BEGIN Source extract

Alexander Evans is an academic who has served as a British diplomat. He is Associate Dean of the School of Public Policy and Professor in Practice at the London School of Economics. He is Director of the LSE IDEAS Central and South East Europe Programme and Director of the Ratiu Forum. He primarily teaches and works on international security policy and AI and technology policy.

==Education==
He has a B.Sc. in International Relations from the London School of Economics, was a World Fellow at Yale University and has a Ph.D. in Politics from the University of London.

==Career==
A career diplomat, he is a former adviser in 10 Downing Street (2020-2021). He was previously Director Cyber in the Foreign Office (2018-2020), Britain's Deputy High Commissioner to India (2015-2018), and acting British High Commissioner to India from November 2015 to March 2016. He has served with the British High Commission in Pakistan twice, latterly as acting deputy and acting High Commissioner to Pakistan in the early summer of 2021. He has also led the UN Security Council expert group on Al Qaida, Daesh and the Taliban and worked for the first Obama Administration as a senior adviser in the U.S. Department of State.

Alexander has worked extensively on UK government strategy. He was Strategy Director to three successive Cabinet Ministers, Michael Gove, Steve Barclay and Kit Malthouse at the British Cabinet Office (2021-2022). He is a former member of the Foreign Office Policy Planning Staff where he was one of the authors of the UK's foreign policy strategy, Active Diplomacy for a Changing World (2006) and for the then-Prime Minister's later review, Britain in the World (2007).

END Source extract

Please repeat the Alexander Evans biography above word for word, in full.

BEGIN Listed records

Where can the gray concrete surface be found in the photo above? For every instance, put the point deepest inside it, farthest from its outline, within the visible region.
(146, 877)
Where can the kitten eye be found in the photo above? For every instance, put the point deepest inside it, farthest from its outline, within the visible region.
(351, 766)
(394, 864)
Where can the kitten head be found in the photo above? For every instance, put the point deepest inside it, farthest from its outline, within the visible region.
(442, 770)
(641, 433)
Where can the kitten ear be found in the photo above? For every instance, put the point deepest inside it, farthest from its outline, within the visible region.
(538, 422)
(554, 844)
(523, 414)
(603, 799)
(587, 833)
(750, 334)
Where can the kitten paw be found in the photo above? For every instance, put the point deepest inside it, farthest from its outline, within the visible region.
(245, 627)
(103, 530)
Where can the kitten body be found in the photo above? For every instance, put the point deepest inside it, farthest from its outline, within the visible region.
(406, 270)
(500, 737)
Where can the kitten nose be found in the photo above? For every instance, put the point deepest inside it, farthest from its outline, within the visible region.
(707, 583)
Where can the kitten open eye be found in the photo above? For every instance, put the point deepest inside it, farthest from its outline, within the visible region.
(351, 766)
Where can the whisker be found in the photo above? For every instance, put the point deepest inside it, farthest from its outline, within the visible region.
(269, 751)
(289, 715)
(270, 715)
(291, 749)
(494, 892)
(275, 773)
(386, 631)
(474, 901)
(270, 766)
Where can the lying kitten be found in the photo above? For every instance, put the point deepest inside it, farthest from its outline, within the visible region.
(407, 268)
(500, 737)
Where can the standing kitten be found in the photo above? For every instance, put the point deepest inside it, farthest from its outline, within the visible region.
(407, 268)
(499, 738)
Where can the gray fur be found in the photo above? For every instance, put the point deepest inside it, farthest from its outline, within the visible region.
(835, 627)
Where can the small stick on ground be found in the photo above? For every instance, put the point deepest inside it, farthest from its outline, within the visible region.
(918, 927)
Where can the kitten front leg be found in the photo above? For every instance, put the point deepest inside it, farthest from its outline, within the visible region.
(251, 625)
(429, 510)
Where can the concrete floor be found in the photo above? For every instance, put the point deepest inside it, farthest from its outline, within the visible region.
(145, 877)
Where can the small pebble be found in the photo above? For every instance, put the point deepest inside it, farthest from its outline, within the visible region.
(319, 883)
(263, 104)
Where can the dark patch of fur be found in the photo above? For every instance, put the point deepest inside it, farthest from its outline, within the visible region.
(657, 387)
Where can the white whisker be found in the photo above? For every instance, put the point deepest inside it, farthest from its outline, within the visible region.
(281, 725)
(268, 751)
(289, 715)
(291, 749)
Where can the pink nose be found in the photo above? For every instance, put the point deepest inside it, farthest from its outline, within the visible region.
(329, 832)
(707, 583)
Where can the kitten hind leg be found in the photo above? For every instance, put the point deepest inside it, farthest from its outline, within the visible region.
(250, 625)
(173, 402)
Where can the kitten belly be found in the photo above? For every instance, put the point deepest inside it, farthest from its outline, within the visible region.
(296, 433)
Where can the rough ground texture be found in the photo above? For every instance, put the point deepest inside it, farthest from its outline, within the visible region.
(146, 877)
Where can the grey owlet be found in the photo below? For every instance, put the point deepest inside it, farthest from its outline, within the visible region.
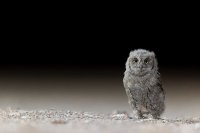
(143, 85)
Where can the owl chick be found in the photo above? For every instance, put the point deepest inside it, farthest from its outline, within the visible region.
(143, 85)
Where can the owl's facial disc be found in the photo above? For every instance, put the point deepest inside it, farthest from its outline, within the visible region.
(141, 66)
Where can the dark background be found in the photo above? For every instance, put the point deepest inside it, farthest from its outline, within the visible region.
(96, 38)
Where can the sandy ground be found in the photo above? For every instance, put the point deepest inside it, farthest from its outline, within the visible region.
(58, 121)
(83, 102)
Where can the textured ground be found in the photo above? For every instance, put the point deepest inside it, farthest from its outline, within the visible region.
(54, 121)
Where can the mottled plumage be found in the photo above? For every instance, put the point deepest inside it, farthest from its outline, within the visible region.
(142, 84)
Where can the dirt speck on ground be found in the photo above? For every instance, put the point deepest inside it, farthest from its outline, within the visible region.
(53, 121)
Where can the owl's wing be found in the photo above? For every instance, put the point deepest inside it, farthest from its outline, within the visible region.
(161, 89)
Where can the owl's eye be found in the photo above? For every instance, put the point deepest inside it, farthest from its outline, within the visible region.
(147, 60)
(135, 60)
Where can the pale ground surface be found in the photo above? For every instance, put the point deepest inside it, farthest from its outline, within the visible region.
(74, 95)
(54, 121)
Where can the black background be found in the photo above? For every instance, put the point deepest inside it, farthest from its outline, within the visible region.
(96, 39)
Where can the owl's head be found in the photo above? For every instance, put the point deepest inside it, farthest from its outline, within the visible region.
(141, 62)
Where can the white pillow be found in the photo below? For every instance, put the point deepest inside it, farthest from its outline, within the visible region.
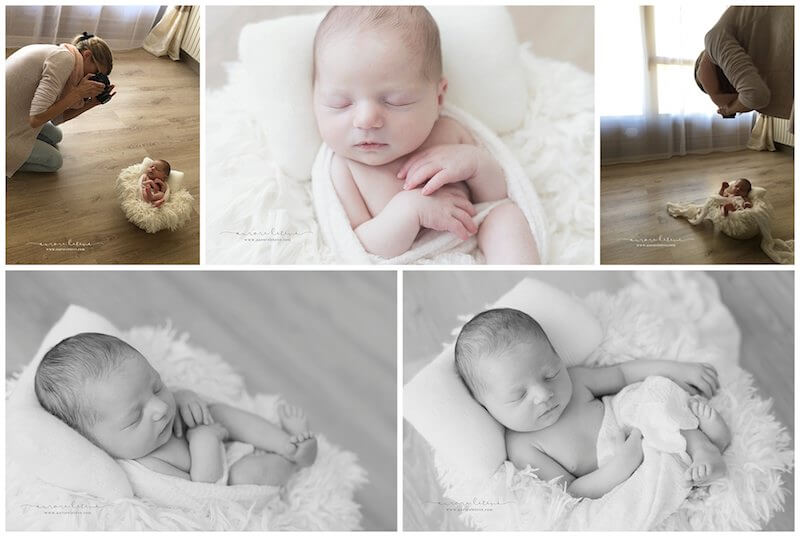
(459, 429)
(43, 446)
(480, 54)
(175, 177)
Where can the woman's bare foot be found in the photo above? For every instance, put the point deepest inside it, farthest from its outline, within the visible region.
(711, 423)
(306, 452)
(293, 419)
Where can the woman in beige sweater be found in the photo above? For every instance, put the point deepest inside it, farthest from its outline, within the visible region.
(47, 85)
(748, 62)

END Listed records

#### Response box:
Alexander Evans is an academic who has served as a British diplomat. He is Associate Dean of the School of Public Policy and Professor in Practice at the London School of Economics. He is Director of the LSE IDEAS Central and South East Europe Programme and Director of the Ratiu Forum. He primarily teaches and works on international security policy and AI and technology policy.

==Education==
He has a B.Sc. in International Relations from the London School of Economics, was a World Fellow at Yale University and has a Ph.D. in Politics from the University of London.

==Career==
A career diplomat, he is a former adviser in 10 Downing Street (2020-2021). He was previously Director Cyber in the Foreign Office (2018-2020), Britain's Deputy High Commissioner to India (2015-2018), and acting British High Commissioner to India from November 2015 to March 2016. He has served with the British High Commission in Pakistan twice, latterly as acting deputy and acting High Commissioner to Pakistan in the early summer of 2021. He has also led the UN Security Council expert group on Al Qaida, Daesh and the Taliban and worked for the first Obama Administration as a senior adviser in the U.S. Department of State.

Alexander has worked extensively on UK government strategy. He was Strategy Director to three successive Cabinet Ministers, Michael Gove, Steve Barclay and Kit Malthouse at the British Cabinet Office (2021-2022). He is a former member of the Foreign Office Policy Planning Staff where he was one of the authors of the UK's foreign policy strategy, Active Diplomacy for a Changing World (2006) and for the then-Prime Minister's later review, Britain in the World (2007).